> _INSTRUCTIONS FOR THE TASK_: Give the data below again exactly as it stands. Omit the pictures.

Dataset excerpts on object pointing
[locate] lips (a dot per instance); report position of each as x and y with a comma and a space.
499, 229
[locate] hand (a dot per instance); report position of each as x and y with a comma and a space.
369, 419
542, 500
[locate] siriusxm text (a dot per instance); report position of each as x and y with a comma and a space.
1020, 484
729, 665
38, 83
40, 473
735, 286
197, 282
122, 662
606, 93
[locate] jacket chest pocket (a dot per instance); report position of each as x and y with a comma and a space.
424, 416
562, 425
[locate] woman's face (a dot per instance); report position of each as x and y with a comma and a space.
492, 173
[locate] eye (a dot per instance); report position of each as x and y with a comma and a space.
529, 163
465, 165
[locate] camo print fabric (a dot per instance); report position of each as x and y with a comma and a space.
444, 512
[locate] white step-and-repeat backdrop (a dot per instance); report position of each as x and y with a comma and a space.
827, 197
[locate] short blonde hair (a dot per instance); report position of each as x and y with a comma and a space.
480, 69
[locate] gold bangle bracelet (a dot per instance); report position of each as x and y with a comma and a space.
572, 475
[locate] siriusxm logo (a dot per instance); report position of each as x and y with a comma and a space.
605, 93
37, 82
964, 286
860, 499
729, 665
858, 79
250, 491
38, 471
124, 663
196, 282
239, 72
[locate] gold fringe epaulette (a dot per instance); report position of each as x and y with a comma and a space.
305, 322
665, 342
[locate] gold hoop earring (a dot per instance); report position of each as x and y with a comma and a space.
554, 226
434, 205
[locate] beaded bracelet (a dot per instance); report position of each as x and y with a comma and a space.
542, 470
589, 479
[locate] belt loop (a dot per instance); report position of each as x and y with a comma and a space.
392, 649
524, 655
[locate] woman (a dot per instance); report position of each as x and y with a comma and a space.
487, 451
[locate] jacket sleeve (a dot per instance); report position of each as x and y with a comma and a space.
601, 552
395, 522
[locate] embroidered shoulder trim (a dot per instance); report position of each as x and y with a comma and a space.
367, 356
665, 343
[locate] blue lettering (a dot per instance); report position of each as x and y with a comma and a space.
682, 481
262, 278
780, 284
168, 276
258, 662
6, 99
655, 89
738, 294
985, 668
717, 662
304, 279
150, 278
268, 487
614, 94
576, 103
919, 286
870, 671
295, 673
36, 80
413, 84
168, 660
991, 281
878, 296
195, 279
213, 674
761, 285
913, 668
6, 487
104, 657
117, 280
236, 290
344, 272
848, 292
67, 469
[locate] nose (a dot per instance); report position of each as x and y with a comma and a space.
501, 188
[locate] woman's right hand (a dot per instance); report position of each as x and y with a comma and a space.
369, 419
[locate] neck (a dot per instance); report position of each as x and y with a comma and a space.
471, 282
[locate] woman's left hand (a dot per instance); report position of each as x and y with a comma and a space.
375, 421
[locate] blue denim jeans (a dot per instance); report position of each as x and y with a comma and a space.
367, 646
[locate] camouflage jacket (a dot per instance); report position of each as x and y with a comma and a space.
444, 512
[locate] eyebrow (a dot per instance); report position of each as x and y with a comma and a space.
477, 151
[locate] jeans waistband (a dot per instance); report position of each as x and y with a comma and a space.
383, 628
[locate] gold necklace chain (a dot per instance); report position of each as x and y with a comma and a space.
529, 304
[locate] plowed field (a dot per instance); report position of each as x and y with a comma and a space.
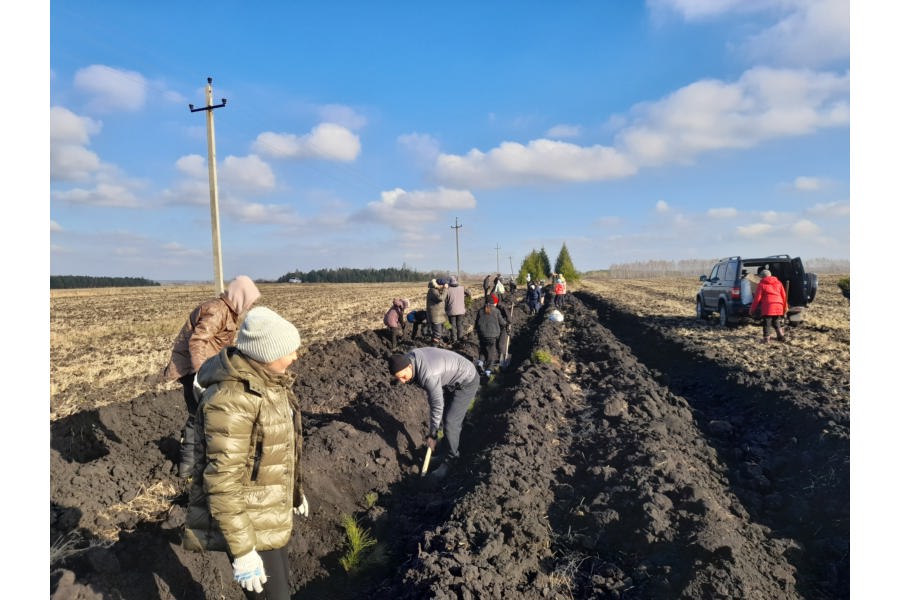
640, 454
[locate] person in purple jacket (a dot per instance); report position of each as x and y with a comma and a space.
450, 381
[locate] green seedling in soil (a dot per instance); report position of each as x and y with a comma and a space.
541, 357
358, 540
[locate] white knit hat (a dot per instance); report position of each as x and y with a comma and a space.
266, 336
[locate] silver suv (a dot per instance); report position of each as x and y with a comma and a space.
729, 287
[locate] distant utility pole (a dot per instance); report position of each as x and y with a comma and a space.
456, 227
213, 191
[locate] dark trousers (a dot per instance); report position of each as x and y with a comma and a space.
396, 334
278, 571
188, 436
456, 324
770, 323
456, 404
489, 351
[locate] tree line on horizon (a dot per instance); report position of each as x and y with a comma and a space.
65, 282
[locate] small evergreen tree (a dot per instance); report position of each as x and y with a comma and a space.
564, 264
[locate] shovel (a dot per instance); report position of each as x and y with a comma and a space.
504, 362
427, 460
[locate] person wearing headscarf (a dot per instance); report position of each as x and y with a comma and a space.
456, 307
210, 327
246, 485
435, 309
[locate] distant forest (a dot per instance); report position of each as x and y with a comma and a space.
684, 268
345, 275
63, 282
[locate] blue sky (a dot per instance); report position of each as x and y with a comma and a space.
356, 133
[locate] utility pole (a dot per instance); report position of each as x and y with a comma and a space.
456, 227
213, 191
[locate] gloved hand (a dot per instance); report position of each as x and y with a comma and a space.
303, 508
250, 572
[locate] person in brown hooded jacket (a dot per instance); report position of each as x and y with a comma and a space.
209, 328
246, 485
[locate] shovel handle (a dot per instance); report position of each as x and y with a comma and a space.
427, 460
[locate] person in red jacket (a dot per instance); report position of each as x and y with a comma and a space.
771, 299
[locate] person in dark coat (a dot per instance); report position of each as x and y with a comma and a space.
771, 299
449, 379
489, 324
394, 321
456, 307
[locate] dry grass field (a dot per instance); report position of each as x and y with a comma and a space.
119, 339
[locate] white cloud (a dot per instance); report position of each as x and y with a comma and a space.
754, 230
805, 228
409, 211
796, 32
542, 160
563, 131
248, 173
710, 115
808, 184
111, 89
327, 141
813, 33
722, 213
70, 160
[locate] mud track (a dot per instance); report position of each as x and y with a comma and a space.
628, 466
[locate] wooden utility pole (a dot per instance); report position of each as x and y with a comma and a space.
213, 190
456, 227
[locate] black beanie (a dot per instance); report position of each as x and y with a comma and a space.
397, 362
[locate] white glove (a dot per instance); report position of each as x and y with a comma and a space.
303, 509
250, 572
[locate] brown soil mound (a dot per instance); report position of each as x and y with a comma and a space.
628, 465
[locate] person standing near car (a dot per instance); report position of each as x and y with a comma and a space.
771, 299
246, 485
209, 328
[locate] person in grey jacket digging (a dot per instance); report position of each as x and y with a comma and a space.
450, 381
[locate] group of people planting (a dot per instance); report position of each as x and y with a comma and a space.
241, 443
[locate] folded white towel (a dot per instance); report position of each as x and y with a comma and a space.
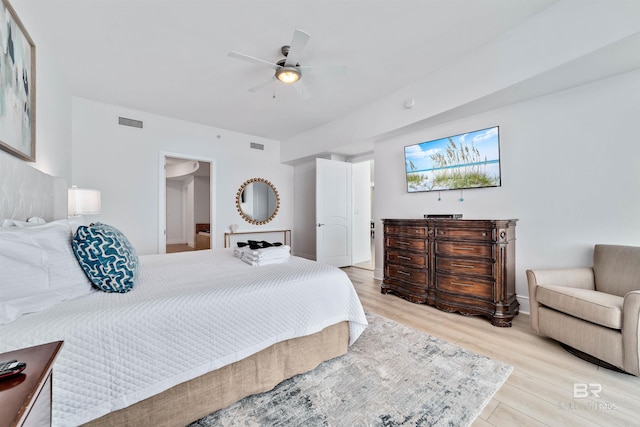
266, 253
264, 261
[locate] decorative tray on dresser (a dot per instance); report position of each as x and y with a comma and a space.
465, 266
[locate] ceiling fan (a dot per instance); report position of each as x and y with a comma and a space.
287, 70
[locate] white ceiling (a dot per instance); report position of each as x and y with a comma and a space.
169, 57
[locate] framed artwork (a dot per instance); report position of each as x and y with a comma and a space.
17, 86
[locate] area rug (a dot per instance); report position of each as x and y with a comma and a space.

> _OUTPUT OF THE TASK_:
[locate] lips (a dot per instance); report position of each as x and y with a comma and a space.
499, 229
[locate] hand (a dot per instance); report position of each as x and y with a comma and a space.
369, 419
542, 500
[locate] siriusxm text (a dot per instance); report position of each as x and y with a comma and a space.
1020, 484
729, 665
38, 83
40, 473
735, 286
197, 282
122, 662
606, 93
[locate] jacket chest pocket (a dot per instance); report position of each as x and y with a comma and a space.
424, 416
562, 425
[locate] woman's face (a dot per instance); report position of each as x and y with a comma and a space.
492, 173
[locate] eye (a dot per instance); report position of each as x and y with a comma and a space.
529, 163
465, 165
[locate] camo print fabric (a dot per instance); report position of each as x and y with a comma and a space.
444, 512
[locate] white step-and-repeat backdrop (a dot per instance); report position of each as x and y with a comma and a space.
827, 197
[locate] short blonde hair (a dot per instance); report position of each as x and y with a comma and a space.
480, 69
[locate] gold bangle bracelet (a dot per instance); report position of each as x and y with a comma and a space.
572, 475
[locate] siriusxm logo (a dot per instance); report position of each as x and y with a comma and a space.
605, 93
37, 82
964, 286
860, 499
729, 665
858, 79
250, 491
38, 471
124, 663
196, 282
239, 72
[locate] gold fringe epaulette (a dot per instance); report position of each as x and y with a comma and a space.
305, 322
665, 342
[locate] gold hoop earring (a dot per instance); report position of each as x and y with a comma and a space.
554, 226
434, 205
[locate] beaded bracelet (a dot per instance); report position of each as x and y with a comma and a space.
542, 470
589, 479
[locate] belt loop (a dot per instance); report position of each as x and y with a comma and a space.
392, 649
524, 655
[locate] woman (a dot per instance); report position of each as x and y with a comma and a space.
487, 451
[locate] jacket sleeve (a dot per instance); report position of each as x and y with a comma and a space.
601, 552
395, 522
[locate] embroidered shoulder trim (a dot per instance); report position of each as x and y with a comma and a space.
367, 356
665, 343
[locate] blue lettering (a dot per instance); report position of each as x and y with a comma and a space.
682, 481
262, 278
780, 284
168, 276
258, 662
6, 99
655, 89
738, 294
985, 668
717, 662
304, 279
150, 278
268, 487
614, 94
576, 103
919, 286
870, 671
295, 673
36, 80
413, 84
168, 660
991, 281
878, 296
195, 279
213, 674
761, 285
913, 668
6, 487
104, 657
117, 280
236, 290
344, 272
848, 292
67, 469
[locate] nose (a dot per instance); report position of each as x and y with a comma and a space.
501, 188
[locate] woman's right hand (a dot per instance); report position of each as x and y with a comma and a space.
369, 419
[locate] neck (a dot per instance); report position of each as x and y with a comma and a space.
471, 282
[locate] woman's left hand (a dot per instance); report position of each as x and y with a comma and a space.
375, 421
[locate] blue denim jeans (a dot per instance); report position of each as x and y with a comma and a space.
367, 646
[locate] camouflage jacket (a dot per instance); report position of each as x and y with a comma and a space.
444, 512
[locate] eyebrow (a dot per instance); report position of each as x and y with a comma and a space.
477, 151
[locate] jeans waistband (a dot per instance); report position of each as x and y with a comma and a space.
383, 628
[locate] gold necklace chain (a dot per instance); report position of each as x and y with a comma and a space.
529, 304
[locate] plowed field (a dot per instance); report position of each as x and y with a comma and a space.
640, 454
[locate] person in purple jacket (a dot per instance); report position of each as x and y with a comma and a space.
450, 381
[locate] green seedling in soil (a dot per instance); report position of each as x and y with a comma and a space.
541, 357
358, 540
[locate] white knit hat (a dot per instance); report position of each as x and y with a comma and a space.
266, 336
[locate] silver suv (a dot per instance); report position of each as x and y with a comma and a space.
729, 287
[locate] distant utility pole (a dot per instance); report position of each as x and y with a comma and a space.
456, 227
213, 191
[locate] dark trousers (a dot per instance); report position of each as x and y with a comma and a space.
396, 334
278, 571
188, 436
456, 324
770, 323
456, 404
489, 351
[locate] tree line on horizon (a dot per instance); report position of each as x and y with a comma and a space.
65, 282
[locate] small evergreen tree (a dot per instance); report position of each as x and y with a comma and a space.
564, 264
[locate] shovel (a dot per instance); report position of each as x and y with a comma and a space.
504, 362
427, 460
[locate] person wearing headscarf (a dot per instance); report position of each as x and y with a comma and a space.
456, 307
210, 327
246, 485
435, 309
[locate] distant forest (a dot per instance); report position of each as x and y with a comma and a space.
684, 268
345, 275
63, 282
[locate] blue sky (a dot per instance); report position of each as x and y with a comma and a space.
356, 133
[locate] utility pole (a dot per instance); report position of each as x and y with a comma and a space.
456, 227
213, 191
[locate] gloved hand (a dot per instance); report position of each as x and y with a comma and a space.
303, 508
250, 572
[locate] person in brown hooded jacket (a dot per instance); report position of each as x and y with a comma and a space.
209, 328
246, 485
[locate] shovel handle (a dot per instance); report position of each as x and y with a comma and a space.
427, 460
[locate] person in red jacket (a dot per instance); report position of each as x and y with a comma and a space.
771, 299
[locate] person in dark coat (a dot per instance); report position of each as x and y with a comma and a space.
771, 299
449, 379
489, 324
394, 321
456, 307
[locate] dry grass field (a dot per instance); report position of each as x and y with a comma and a space.
119, 339
[locate] white cloud (a dot per instance); report position of each as x and y with a comma and a space.
754, 230
805, 228
409, 211
796, 32
542, 160
563, 131
248, 173
710, 115
808, 184
111, 89
327, 141
813, 33
722, 213
70, 160
[locate] mud track (a dot per instance); report position of each as x and y with a comma and a space.
628, 466
[locate] wooden utility pole (a dot per instance); report position of each as x and y with a comma and a space.
213, 190
456, 227
[locate] black beanie (a dot per instance); report position of each as x and y with a comma and a space.
397, 362
[locate] white glove (a dot per instance); report position of each as x and y with a comma and a space.
303, 509
250, 572
[locate] brown soil mound (a dot per instance); report position of each as x and y with a comma and a space.
628, 465
[locate] person standing near car (a dot per instance); report position of each as x and y with a comma and a space.
771, 299
246, 485
209, 328
[locate] person in grey jacket digging (a dot per instance); report position of each as x and y with a comma and a space.
450, 381
[locate] group of people planting (a dot per instance); report position of each as x and y with a comma and a space.
241, 443
[locate] folded white towel (a dot per instance); report position of each as x and y with a comma and a space.
266, 253
264, 261
[locate] decorative tray on dresser (a dot per instance); report position of each as x and y with a comma and a space.
465, 266
[locate] ceiling fan (a dot per instance); report position of each as x and y with a comma and a space.
287, 70
[locate] white ceiling (a dot per instance); report position of each as x and y with a comma and a space.
169, 57
[locate] framed artwork (a dot per instance); report position of each as x and y with a comma and a space.
17, 86
[locate] area rug (a dot per instance); report position of each as x and y with a comma and a space.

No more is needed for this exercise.